### Supplied entries
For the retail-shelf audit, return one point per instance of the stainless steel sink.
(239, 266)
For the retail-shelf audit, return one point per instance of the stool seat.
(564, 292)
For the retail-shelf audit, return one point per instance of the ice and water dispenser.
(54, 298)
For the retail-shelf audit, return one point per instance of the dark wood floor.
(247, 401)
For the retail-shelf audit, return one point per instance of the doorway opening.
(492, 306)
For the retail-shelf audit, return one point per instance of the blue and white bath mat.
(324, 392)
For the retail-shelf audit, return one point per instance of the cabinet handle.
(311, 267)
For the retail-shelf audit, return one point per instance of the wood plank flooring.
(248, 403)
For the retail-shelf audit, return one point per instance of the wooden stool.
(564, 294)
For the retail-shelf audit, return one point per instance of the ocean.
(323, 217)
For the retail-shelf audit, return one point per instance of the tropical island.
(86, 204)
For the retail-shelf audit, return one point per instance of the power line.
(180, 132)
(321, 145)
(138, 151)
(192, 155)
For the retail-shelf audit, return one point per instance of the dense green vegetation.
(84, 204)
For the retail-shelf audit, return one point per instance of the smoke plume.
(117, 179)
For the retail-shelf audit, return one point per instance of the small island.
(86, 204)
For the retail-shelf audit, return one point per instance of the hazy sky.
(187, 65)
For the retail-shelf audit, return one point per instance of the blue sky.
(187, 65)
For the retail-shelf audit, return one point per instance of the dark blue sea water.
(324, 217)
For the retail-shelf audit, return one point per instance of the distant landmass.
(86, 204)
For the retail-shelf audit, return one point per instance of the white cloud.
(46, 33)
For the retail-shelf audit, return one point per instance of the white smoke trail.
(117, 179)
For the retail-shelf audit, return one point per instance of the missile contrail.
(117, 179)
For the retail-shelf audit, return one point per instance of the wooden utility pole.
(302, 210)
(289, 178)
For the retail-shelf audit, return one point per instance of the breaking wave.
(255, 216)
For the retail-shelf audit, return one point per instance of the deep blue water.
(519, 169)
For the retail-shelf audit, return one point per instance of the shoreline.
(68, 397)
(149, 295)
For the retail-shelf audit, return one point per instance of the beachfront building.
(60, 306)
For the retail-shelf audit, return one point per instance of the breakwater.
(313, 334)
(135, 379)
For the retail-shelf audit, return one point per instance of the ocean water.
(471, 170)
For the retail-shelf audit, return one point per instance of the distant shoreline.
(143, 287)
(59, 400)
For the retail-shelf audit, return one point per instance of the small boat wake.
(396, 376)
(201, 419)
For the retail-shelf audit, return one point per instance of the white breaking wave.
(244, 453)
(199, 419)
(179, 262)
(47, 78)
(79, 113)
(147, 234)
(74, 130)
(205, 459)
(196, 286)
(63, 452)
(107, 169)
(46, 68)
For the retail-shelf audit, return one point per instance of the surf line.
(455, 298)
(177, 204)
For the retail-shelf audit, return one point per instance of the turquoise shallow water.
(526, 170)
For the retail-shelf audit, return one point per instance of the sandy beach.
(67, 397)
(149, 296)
######
Recast every line of the data above as a Markdown table with the columns Row and Line, numbering the rows in order and omitting blank lines.

| Row | Line |
|---|---|
| 1 | For the retail-shelf audit, return one point per instance of the stainless steel sink. |
| 2 | (239, 266) |
| 3 | For the retail-shelf audit, return one point per instance of the stool seat. |
| 4 | (564, 292) |
| 5 | For the retail-shelf audit, return one point per instance of the ice and water dispenser. |
| 6 | (54, 298) |
| 7 | For the retail-shelf audit, return one point per instance of the dark wood floor. |
| 8 | (247, 401) |
| 9 | For the retail-shelf audit, return one point per instance of the doorway opening. |
| 10 | (492, 306) |
| 11 | For the retail-shelf audit, return one point per instance of the blue and white bath mat. |
| 12 | (324, 392) |
| 13 | For the retail-shelf audit, return one point per instance of the cabinet handle. |
| 14 | (311, 267) |
| 15 | For the retail-shelf audit, return one point per instance of the wood plank flooring. |
| 16 | (248, 403) |
| 17 | For the retail-shelf audit, return one point per instance of the wooden stool. |
| 18 | (564, 294) |
| 19 | For the retail-shelf audit, return one point per instance of the ocean. |
| 20 | (323, 217) |
| 21 | For the retail-shelf audit, return one point per instance of the tropical island. |
| 22 | (86, 204) |
| 23 | For the retail-shelf audit, return one point per instance of the power line. |
| 24 | (180, 132) |
| 25 | (321, 145) |
| 26 | (138, 151) |
| 27 | (192, 155) |
| 28 | For the retail-shelf audit, return one point per instance of the dense green vegetation. |
| 29 | (84, 204) |
| 30 | For the retail-shelf audit, return one point per instance of the smoke plume. |
| 31 | (117, 179) |
| 32 | For the retail-shelf audit, return one point per instance of the small island. |
| 33 | (86, 204) |
| 34 | For the retail-shelf audit, return one point per instance of the hazy sky. |
| 35 | (187, 65) |
| 36 | For the retail-shelf audit, return one point per instance of the blue sky. |
| 37 | (187, 65) |
| 38 | For the retail-shelf audit, return one point per instance of the dark blue sea water. |
| 39 | (324, 217) |
| 40 | For the retail-shelf audit, return one point per instance of the distant landmass. |
| 41 | (86, 204) |
| 42 | For the retail-shelf audit, return one point per instance of the white cloud. |
| 43 | (46, 33) |
| 44 | For the retail-shelf audit, return one point per instance of the white smoke trail. |
| 45 | (117, 179) |
| 46 | For the retail-shelf audit, return one point per instance of the missile contrail. |
| 47 | (117, 179) |
| 48 | For the retail-shelf audit, return one point per instance of the wooden utility pole. |
| 49 | (302, 210) |
| 50 | (289, 178) |
| 51 | For the retail-shelf audit, return one point per instance of the breaking wave. |
| 52 | (255, 216) |
| 53 | For the retail-shelf audit, return one point per instance of the deep blue water. |
| 54 | (519, 169) |
| 55 | For the retail-shelf audit, return one point per instance of the shoreline. |
| 56 | (68, 397) |
| 57 | (149, 295) |
| 58 | For the retail-shelf audit, return one point per instance of the beachfront building. |
| 59 | (60, 306) |
| 60 | For the retail-shelf audit, return one point per instance of the breakwater. |
| 61 | (313, 334) |
| 62 | (135, 379) |
| 63 | For the retail-shelf audit, return one point per instance of the ocean water. |
| 64 | (471, 170) |
| 65 | For the retail-shelf audit, return one point per instance of the distant shoreline. |
| 66 | (143, 287) |
| 67 | (59, 400) |
| 68 | For the retail-shelf audit, return one point per instance of the small boat wake. |
| 69 | (396, 376) |
| 70 | (201, 419) |
| 71 | For the retail-shelf audit, return one point per instance of the white breaking wave. |
| 72 | (244, 453) |
| 73 | (199, 419) |
| 74 | (179, 262) |
| 75 | (47, 78) |
| 76 | (79, 113) |
| 77 | (147, 234) |
| 78 | (74, 130) |
| 79 | (205, 459) |
| 80 | (196, 286) |
| 81 | (63, 452) |
| 82 | (107, 169) |
| 83 | (46, 68) |
| 84 | For the retail-shelf audit, return one point per instance of the surf line. |
| 85 | (455, 298) |
| 86 | (177, 204) |
| 87 | For the retail-shelf audit, return one point per instance of the turquoise shallow water. |
| 88 | (526, 170) |
| 89 | For the retail-shelf audit, return one point per instance of the sandy beach. |
| 90 | (67, 397) |
| 91 | (149, 296) |